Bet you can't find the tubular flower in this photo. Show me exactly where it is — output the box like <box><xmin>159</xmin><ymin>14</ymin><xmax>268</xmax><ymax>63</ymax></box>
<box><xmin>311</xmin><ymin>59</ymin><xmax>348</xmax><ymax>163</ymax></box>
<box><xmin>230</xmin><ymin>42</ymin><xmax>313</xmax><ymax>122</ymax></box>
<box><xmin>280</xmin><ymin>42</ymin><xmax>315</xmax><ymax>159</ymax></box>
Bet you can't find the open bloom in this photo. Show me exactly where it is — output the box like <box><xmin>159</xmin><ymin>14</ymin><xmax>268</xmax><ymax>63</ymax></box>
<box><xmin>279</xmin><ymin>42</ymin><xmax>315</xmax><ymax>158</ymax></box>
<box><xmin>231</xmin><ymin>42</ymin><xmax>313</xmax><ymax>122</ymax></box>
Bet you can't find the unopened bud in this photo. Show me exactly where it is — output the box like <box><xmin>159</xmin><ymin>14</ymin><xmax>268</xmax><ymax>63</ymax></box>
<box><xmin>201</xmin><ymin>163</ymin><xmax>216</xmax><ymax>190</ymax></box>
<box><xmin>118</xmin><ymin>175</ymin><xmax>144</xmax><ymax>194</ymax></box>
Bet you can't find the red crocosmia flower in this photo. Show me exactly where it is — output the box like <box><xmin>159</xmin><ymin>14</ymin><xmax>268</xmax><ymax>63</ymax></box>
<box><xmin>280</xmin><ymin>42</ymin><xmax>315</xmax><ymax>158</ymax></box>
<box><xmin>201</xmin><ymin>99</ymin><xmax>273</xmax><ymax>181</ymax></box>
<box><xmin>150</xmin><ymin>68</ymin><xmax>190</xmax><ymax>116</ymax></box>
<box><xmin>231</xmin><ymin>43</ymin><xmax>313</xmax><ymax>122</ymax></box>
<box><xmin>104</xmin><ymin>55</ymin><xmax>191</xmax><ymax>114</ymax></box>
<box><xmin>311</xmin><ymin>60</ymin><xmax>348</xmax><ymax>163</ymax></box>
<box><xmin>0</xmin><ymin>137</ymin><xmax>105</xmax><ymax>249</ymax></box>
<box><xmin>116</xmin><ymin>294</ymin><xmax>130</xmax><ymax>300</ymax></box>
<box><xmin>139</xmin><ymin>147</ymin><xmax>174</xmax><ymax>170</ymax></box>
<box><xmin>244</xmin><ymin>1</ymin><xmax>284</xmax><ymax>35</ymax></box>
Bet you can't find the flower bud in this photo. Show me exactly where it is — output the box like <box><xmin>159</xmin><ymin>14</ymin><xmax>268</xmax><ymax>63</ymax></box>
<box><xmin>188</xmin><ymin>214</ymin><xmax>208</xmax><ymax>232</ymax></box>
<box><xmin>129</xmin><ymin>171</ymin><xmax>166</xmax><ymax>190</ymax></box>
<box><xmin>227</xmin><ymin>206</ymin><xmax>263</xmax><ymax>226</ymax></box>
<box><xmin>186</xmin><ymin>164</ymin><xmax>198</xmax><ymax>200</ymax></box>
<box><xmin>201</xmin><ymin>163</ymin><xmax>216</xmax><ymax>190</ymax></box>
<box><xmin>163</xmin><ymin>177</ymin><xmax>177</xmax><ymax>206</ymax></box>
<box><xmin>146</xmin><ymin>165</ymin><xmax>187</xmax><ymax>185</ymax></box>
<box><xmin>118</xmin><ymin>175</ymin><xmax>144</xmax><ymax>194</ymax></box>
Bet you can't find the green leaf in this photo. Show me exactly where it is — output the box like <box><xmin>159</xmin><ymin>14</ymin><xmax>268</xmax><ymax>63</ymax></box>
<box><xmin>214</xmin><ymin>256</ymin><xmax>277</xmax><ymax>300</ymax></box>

· · · ·

ASSIGNMENT: Your job is to write out the data exactly as it stands.

TASK SOLUTION:
Bet you can't find the tubular flower in this photo. Show me exactly where it is — output the box like <box><xmin>159</xmin><ymin>14</ymin><xmax>268</xmax><ymax>63</ymax></box>
<box><xmin>311</xmin><ymin>59</ymin><xmax>348</xmax><ymax>163</ymax></box>
<box><xmin>230</xmin><ymin>42</ymin><xmax>313</xmax><ymax>122</ymax></box>
<box><xmin>280</xmin><ymin>42</ymin><xmax>315</xmax><ymax>159</ymax></box>
Bet you can't find the open bloom in this photo. Show me exactly where it is — output the box like <box><xmin>159</xmin><ymin>14</ymin><xmax>268</xmax><ymax>63</ymax></box>
<box><xmin>279</xmin><ymin>42</ymin><xmax>315</xmax><ymax>158</ymax></box>
<box><xmin>231</xmin><ymin>42</ymin><xmax>313</xmax><ymax>122</ymax></box>
Bet you can't find the unopened bud in this photo. Show me exactly where it is — output the box like <box><xmin>159</xmin><ymin>14</ymin><xmax>268</xmax><ymax>63</ymax></box>
<box><xmin>201</xmin><ymin>163</ymin><xmax>216</xmax><ymax>190</ymax></box>
<box><xmin>118</xmin><ymin>175</ymin><xmax>144</xmax><ymax>194</ymax></box>
Bet you can't find the red crocosmia flower in this photo. Show me exactly where it is — output the box like <box><xmin>159</xmin><ymin>14</ymin><xmax>268</xmax><ymax>63</ymax></box>
<box><xmin>280</xmin><ymin>42</ymin><xmax>315</xmax><ymax>158</ymax></box>
<box><xmin>201</xmin><ymin>99</ymin><xmax>273</xmax><ymax>181</ymax></box>
<box><xmin>150</xmin><ymin>68</ymin><xmax>190</xmax><ymax>116</ymax></box>
<box><xmin>231</xmin><ymin>43</ymin><xmax>313</xmax><ymax>122</ymax></box>
<box><xmin>104</xmin><ymin>55</ymin><xmax>191</xmax><ymax>114</ymax></box>
<box><xmin>311</xmin><ymin>60</ymin><xmax>348</xmax><ymax>163</ymax></box>
<box><xmin>0</xmin><ymin>137</ymin><xmax>105</xmax><ymax>249</ymax></box>
<box><xmin>116</xmin><ymin>294</ymin><xmax>130</xmax><ymax>300</ymax></box>
<box><xmin>139</xmin><ymin>147</ymin><xmax>174</xmax><ymax>170</ymax></box>
<box><xmin>244</xmin><ymin>1</ymin><xmax>284</xmax><ymax>35</ymax></box>
Bet you can't find the flower bud in this photo. Show me exactly where it is — output the box like <box><xmin>159</xmin><ymin>14</ymin><xmax>268</xmax><ymax>63</ymax></box>
<box><xmin>188</xmin><ymin>214</ymin><xmax>208</xmax><ymax>232</ymax></box>
<box><xmin>129</xmin><ymin>171</ymin><xmax>166</xmax><ymax>190</ymax></box>
<box><xmin>227</xmin><ymin>206</ymin><xmax>263</xmax><ymax>226</ymax></box>
<box><xmin>186</xmin><ymin>164</ymin><xmax>198</xmax><ymax>200</ymax></box>
<box><xmin>201</xmin><ymin>163</ymin><xmax>216</xmax><ymax>190</ymax></box>
<box><xmin>163</xmin><ymin>177</ymin><xmax>177</xmax><ymax>206</ymax></box>
<box><xmin>146</xmin><ymin>165</ymin><xmax>187</xmax><ymax>185</ymax></box>
<box><xmin>118</xmin><ymin>175</ymin><xmax>144</xmax><ymax>194</ymax></box>
Bet you can't find the green leaf in this photo. Show me exactly where it is — output the box like <box><xmin>159</xmin><ymin>14</ymin><xmax>268</xmax><ymax>63</ymax></box>
<box><xmin>214</xmin><ymin>256</ymin><xmax>277</xmax><ymax>300</ymax></box>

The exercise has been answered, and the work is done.